(MATERIAL SUPPLIED)
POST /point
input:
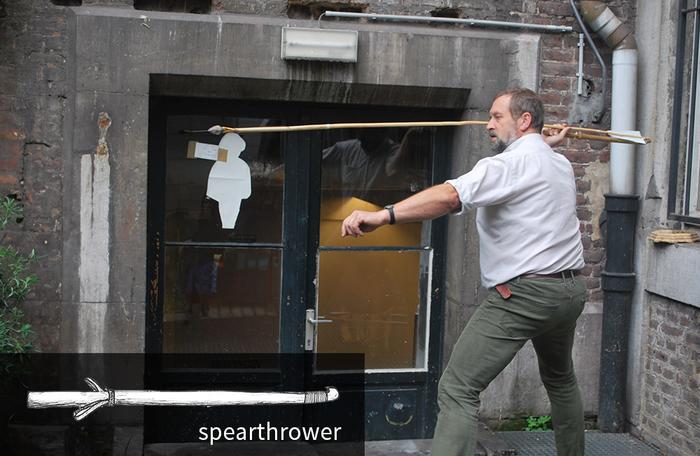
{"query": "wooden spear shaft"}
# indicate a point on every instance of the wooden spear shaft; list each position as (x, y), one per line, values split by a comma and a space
(87, 402)
(574, 132)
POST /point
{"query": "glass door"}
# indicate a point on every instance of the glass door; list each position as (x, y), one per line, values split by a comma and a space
(372, 290)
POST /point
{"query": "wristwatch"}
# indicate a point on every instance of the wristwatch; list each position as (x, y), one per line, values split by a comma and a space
(392, 217)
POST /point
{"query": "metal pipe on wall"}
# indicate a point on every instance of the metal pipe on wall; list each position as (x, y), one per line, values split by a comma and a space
(618, 277)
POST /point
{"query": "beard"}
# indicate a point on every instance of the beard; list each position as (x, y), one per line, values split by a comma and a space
(501, 145)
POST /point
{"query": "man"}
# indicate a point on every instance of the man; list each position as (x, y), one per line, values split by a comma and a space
(530, 251)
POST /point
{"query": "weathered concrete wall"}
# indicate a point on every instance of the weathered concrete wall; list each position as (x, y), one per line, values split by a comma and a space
(97, 59)
(112, 76)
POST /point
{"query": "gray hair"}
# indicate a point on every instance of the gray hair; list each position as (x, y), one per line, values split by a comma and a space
(525, 100)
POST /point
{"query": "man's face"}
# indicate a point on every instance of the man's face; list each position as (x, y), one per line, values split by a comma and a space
(501, 127)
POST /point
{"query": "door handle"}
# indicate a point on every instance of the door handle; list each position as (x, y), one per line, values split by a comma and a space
(310, 333)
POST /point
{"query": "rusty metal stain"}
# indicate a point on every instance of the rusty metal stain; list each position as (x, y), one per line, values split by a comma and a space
(103, 123)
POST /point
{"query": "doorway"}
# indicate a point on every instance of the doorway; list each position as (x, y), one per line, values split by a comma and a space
(283, 280)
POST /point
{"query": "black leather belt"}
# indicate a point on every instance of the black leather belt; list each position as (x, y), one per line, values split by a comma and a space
(569, 273)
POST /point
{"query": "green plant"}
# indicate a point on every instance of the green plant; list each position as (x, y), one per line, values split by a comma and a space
(539, 423)
(16, 336)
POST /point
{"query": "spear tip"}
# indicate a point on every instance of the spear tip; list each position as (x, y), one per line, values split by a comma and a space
(216, 130)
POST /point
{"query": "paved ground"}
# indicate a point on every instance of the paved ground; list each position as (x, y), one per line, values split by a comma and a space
(496, 444)
(522, 444)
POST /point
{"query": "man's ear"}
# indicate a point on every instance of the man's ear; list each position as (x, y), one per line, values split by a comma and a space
(524, 122)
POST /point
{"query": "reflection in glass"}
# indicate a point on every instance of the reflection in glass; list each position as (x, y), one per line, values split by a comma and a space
(377, 302)
(369, 168)
(221, 300)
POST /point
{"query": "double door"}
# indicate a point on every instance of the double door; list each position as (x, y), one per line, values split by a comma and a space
(280, 278)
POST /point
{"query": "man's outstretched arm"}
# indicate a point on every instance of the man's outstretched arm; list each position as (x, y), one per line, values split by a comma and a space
(428, 204)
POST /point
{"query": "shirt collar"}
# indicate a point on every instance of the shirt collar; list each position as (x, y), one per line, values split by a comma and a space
(525, 138)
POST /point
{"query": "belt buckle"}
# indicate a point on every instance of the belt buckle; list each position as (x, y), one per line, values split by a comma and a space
(504, 291)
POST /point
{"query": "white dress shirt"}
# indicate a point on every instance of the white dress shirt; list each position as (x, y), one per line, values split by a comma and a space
(526, 211)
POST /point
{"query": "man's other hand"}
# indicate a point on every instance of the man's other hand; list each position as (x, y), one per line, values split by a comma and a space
(555, 136)
(360, 222)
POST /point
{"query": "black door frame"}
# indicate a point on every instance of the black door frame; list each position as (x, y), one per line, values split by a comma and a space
(301, 219)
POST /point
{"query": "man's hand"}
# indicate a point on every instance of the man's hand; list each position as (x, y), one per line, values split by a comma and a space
(554, 136)
(360, 222)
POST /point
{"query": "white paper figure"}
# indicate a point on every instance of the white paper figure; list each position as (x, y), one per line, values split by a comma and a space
(229, 182)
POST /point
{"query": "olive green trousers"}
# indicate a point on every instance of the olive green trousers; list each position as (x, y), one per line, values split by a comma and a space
(543, 310)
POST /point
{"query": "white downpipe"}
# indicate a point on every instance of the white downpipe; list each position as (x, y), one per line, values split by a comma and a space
(623, 117)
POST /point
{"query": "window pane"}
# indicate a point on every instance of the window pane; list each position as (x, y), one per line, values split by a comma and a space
(377, 302)
(191, 216)
(367, 169)
(221, 300)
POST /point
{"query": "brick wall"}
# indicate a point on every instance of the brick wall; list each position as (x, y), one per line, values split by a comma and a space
(558, 84)
(33, 91)
(670, 404)
(33, 94)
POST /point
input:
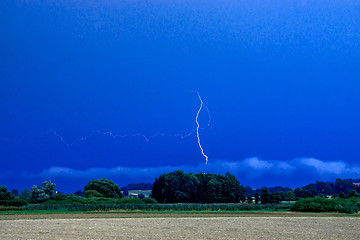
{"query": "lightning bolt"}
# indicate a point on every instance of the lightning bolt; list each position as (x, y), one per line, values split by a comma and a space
(198, 126)
(145, 137)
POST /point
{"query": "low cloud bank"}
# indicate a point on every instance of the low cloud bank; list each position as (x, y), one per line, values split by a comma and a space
(254, 171)
(248, 171)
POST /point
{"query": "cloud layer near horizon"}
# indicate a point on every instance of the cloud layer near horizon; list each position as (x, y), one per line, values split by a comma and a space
(254, 171)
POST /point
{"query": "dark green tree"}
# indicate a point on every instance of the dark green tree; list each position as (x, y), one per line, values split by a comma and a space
(178, 187)
(353, 193)
(4, 194)
(105, 187)
(15, 192)
(249, 199)
(342, 195)
(265, 197)
(43, 193)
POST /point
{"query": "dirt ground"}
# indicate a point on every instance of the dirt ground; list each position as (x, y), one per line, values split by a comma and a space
(150, 226)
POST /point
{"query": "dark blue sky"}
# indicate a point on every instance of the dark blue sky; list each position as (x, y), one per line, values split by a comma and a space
(281, 80)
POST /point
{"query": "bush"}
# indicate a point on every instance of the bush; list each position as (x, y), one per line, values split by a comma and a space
(105, 187)
(319, 204)
(16, 202)
(92, 193)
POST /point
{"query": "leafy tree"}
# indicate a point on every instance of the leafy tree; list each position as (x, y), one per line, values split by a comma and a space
(177, 186)
(105, 187)
(353, 193)
(79, 193)
(276, 198)
(342, 195)
(249, 199)
(92, 193)
(265, 197)
(26, 194)
(290, 196)
(342, 186)
(257, 197)
(15, 192)
(4, 194)
(42, 194)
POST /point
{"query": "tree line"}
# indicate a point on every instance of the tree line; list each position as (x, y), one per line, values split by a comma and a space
(180, 187)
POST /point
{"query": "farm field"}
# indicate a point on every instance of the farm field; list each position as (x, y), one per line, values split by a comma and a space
(115, 226)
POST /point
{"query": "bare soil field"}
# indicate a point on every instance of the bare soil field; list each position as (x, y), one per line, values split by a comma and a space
(182, 227)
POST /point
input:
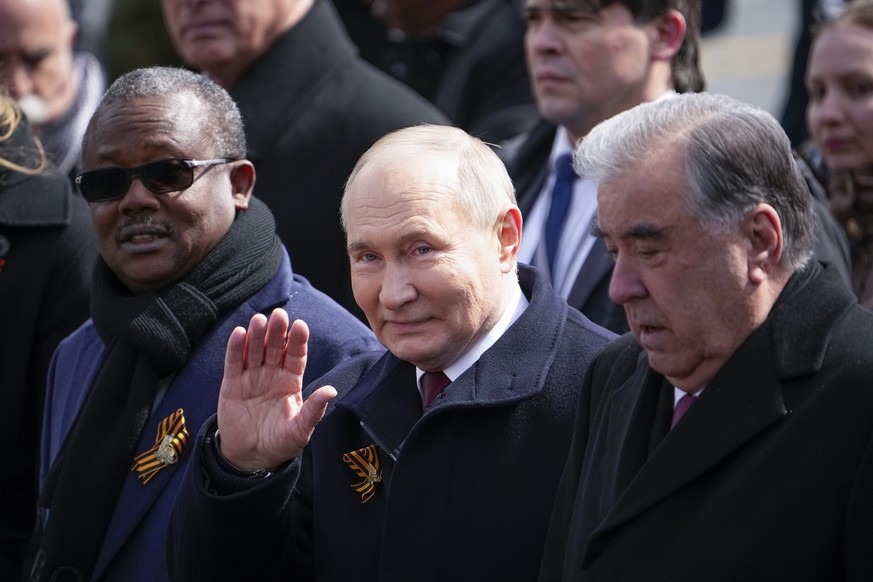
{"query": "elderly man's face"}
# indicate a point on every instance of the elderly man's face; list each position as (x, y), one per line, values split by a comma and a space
(684, 287)
(429, 281)
(36, 56)
(585, 66)
(223, 36)
(150, 240)
(840, 82)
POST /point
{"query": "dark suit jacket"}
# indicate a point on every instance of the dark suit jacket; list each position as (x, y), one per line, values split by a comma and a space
(311, 107)
(471, 65)
(466, 489)
(527, 158)
(769, 475)
(133, 549)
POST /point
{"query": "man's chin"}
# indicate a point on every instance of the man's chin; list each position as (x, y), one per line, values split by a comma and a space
(35, 109)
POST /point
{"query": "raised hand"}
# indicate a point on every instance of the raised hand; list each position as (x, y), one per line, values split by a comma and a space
(262, 417)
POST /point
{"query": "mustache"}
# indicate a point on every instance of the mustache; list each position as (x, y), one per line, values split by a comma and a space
(142, 224)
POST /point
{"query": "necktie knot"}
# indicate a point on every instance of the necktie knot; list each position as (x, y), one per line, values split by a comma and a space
(682, 407)
(432, 384)
(564, 167)
(562, 193)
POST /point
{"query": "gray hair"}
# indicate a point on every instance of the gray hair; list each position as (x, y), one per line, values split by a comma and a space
(484, 188)
(736, 156)
(222, 120)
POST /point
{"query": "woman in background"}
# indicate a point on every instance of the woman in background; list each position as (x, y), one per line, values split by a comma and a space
(839, 79)
(47, 254)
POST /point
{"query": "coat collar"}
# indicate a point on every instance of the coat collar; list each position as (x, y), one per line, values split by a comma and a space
(195, 390)
(389, 406)
(293, 72)
(38, 200)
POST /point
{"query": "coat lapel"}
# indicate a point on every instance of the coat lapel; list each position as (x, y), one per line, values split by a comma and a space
(743, 400)
(194, 390)
(597, 266)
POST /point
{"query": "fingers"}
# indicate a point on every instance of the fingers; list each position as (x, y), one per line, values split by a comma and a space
(296, 349)
(277, 329)
(255, 341)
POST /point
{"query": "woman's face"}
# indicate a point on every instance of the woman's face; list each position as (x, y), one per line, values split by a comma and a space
(839, 78)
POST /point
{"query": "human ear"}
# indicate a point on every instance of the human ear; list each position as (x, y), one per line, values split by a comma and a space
(669, 31)
(242, 181)
(763, 228)
(509, 238)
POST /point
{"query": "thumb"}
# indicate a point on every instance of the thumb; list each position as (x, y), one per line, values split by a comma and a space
(314, 407)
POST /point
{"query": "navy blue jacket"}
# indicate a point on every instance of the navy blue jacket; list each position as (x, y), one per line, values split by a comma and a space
(133, 549)
(768, 476)
(466, 488)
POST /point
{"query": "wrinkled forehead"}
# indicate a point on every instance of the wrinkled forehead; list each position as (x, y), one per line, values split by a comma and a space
(570, 5)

(TASK TO CARRY OUT) Pull out each line of the listing that contains the word "trousers". Case matters, so a line only counts if its capitalization matches.

(ANSWER TO THE TASK)
{"query": "olive green trousers"}
# indicate a point on every instance of the olive green trousers; list each position as (x, y), one per line, values split by a comma and a space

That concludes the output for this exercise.